- **Stored data entries**
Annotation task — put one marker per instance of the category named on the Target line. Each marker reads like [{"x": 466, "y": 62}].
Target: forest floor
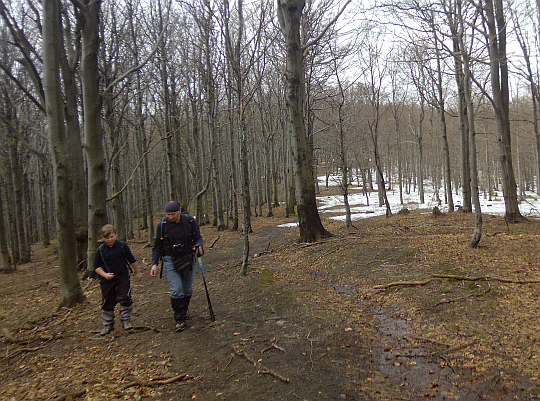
[{"x": 308, "y": 322}]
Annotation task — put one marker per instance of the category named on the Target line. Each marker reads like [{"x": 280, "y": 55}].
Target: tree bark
[
  {"x": 93, "y": 130},
  {"x": 70, "y": 289},
  {"x": 499, "y": 85},
  {"x": 311, "y": 228}
]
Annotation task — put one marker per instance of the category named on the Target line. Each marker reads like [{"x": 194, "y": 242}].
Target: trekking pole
[{"x": 210, "y": 310}]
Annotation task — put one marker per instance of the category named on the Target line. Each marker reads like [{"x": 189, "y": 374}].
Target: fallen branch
[
  {"x": 400, "y": 283},
  {"x": 485, "y": 278},
  {"x": 262, "y": 370}
]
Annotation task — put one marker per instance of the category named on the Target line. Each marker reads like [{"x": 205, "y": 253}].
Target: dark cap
[{"x": 172, "y": 206}]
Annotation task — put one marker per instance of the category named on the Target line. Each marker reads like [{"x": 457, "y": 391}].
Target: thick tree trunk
[
  {"x": 5, "y": 261},
  {"x": 467, "y": 79},
  {"x": 71, "y": 292},
  {"x": 311, "y": 228},
  {"x": 499, "y": 85},
  {"x": 93, "y": 130},
  {"x": 17, "y": 181}
]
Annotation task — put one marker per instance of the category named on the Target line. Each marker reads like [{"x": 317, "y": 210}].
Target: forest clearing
[{"x": 394, "y": 308}]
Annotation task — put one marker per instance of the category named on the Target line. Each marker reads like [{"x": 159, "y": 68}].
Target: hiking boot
[
  {"x": 106, "y": 330},
  {"x": 180, "y": 326}
]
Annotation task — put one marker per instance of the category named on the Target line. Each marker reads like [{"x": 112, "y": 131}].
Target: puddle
[{"x": 411, "y": 366}]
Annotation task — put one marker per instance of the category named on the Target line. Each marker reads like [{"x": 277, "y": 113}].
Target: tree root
[{"x": 156, "y": 382}]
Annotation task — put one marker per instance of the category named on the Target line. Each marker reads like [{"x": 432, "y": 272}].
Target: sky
[{"x": 359, "y": 209}]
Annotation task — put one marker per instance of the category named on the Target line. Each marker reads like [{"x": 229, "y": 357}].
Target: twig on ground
[
  {"x": 447, "y": 301},
  {"x": 310, "y": 350},
  {"x": 72, "y": 395},
  {"x": 273, "y": 345},
  {"x": 153, "y": 382},
  {"x": 214, "y": 242},
  {"x": 486, "y": 278},
  {"x": 401, "y": 283},
  {"x": 262, "y": 370}
]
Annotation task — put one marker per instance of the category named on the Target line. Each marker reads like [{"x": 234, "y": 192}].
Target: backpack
[{"x": 164, "y": 232}]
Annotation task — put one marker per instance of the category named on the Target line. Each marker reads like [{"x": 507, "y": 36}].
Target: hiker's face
[
  {"x": 174, "y": 216},
  {"x": 111, "y": 239}
]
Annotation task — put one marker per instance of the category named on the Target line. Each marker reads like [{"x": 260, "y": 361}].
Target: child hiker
[{"x": 111, "y": 263}]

- **ACTIVITY**
Leave the pictures out and write out every entry exactly as given.

- **RESPONSE BOX**
Annotation task — put one marker per instance of the category named on the Target line. Each marker reads like [{"x": 466, "y": 62}].
Target: forest floor
[{"x": 308, "y": 322}]
Annotation task — put one marker per instance of the category named on the Target line. Each marker reads like [{"x": 280, "y": 55}].
Target: tree bark
[
  {"x": 93, "y": 130},
  {"x": 70, "y": 289},
  {"x": 499, "y": 85},
  {"x": 311, "y": 228}
]
Annotation task — put one marker per instance of the category named on the Target line. Each marker reads like [{"x": 194, "y": 242}].
Target: trekking pole
[{"x": 210, "y": 310}]
Annotation task — put one marker per instance of the category named on the Target line. Each marker reads like [{"x": 189, "y": 374}].
Target: fallen branch
[
  {"x": 400, "y": 283},
  {"x": 485, "y": 278},
  {"x": 262, "y": 370}
]
Annotation task — put one marker per instance of the category named on the Target line. Each marker reads like [{"x": 205, "y": 253}].
Target: dark cap
[{"x": 172, "y": 206}]
Annotation task — put one marker per instance of the category named on the Target line. Each marker reads like [{"x": 457, "y": 391}].
Target: thick tree trunk
[
  {"x": 5, "y": 261},
  {"x": 467, "y": 79},
  {"x": 71, "y": 292},
  {"x": 311, "y": 228},
  {"x": 499, "y": 85},
  {"x": 93, "y": 130},
  {"x": 17, "y": 181}
]
Annotation task — put one marker per instance of the category named on the Target line. Each marker reads like [{"x": 317, "y": 210}].
Target: forest clearing
[{"x": 394, "y": 308}]
Annotation task — put one marker per instance of the category named on the Target line. Each marker reads like [{"x": 159, "y": 68}].
Target: hiking boot
[
  {"x": 106, "y": 330},
  {"x": 180, "y": 326}
]
Annotation task — put one marker per instance of the category named on the Target line. Each marker reads like [{"x": 112, "y": 131}].
Target: puddle
[{"x": 411, "y": 366}]
Annotation task — put one marker per instance of the category named on the Target line. Each marker reads like [{"x": 277, "y": 113}].
Target: tree root
[{"x": 156, "y": 382}]
Annotation task — put one marker per instance of the category named on the Target line. Each marker reads like [{"x": 432, "y": 272}].
Target: sky
[{"x": 359, "y": 209}]
Annotation task — put one marker per instance of the category named on the Target line. Each marker reads like [{"x": 229, "y": 357}].
Target: twig on ground
[
  {"x": 447, "y": 301},
  {"x": 310, "y": 350},
  {"x": 72, "y": 395},
  {"x": 273, "y": 345},
  {"x": 153, "y": 382},
  {"x": 214, "y": 242},
  {"x": 486, "y": 278},
  {"x": 401, "y": 283},
  {"x": 262, "y": 370}
]
Annotation task — put one marker per instance of the category named on the Target line. Each marker reads like [{"x": 234, "y": 192}].
Target: backpack
[{"x": 164, "y": 232}]
Annotation task — put one marker per instance of the category named on the Target line. Each marker reads like [{"x": 507, "y": 36}].
Target: hiker's face
[
  {"x": 174, "y": 216},
  {"x": 111, "y": 239}
]
Annotation task — put one marker per instance of the category named on the Target line. Each marker reads like [{"x": 260, "y": 361}].
Target: child hiker
[{"x": 111, "y": 263}]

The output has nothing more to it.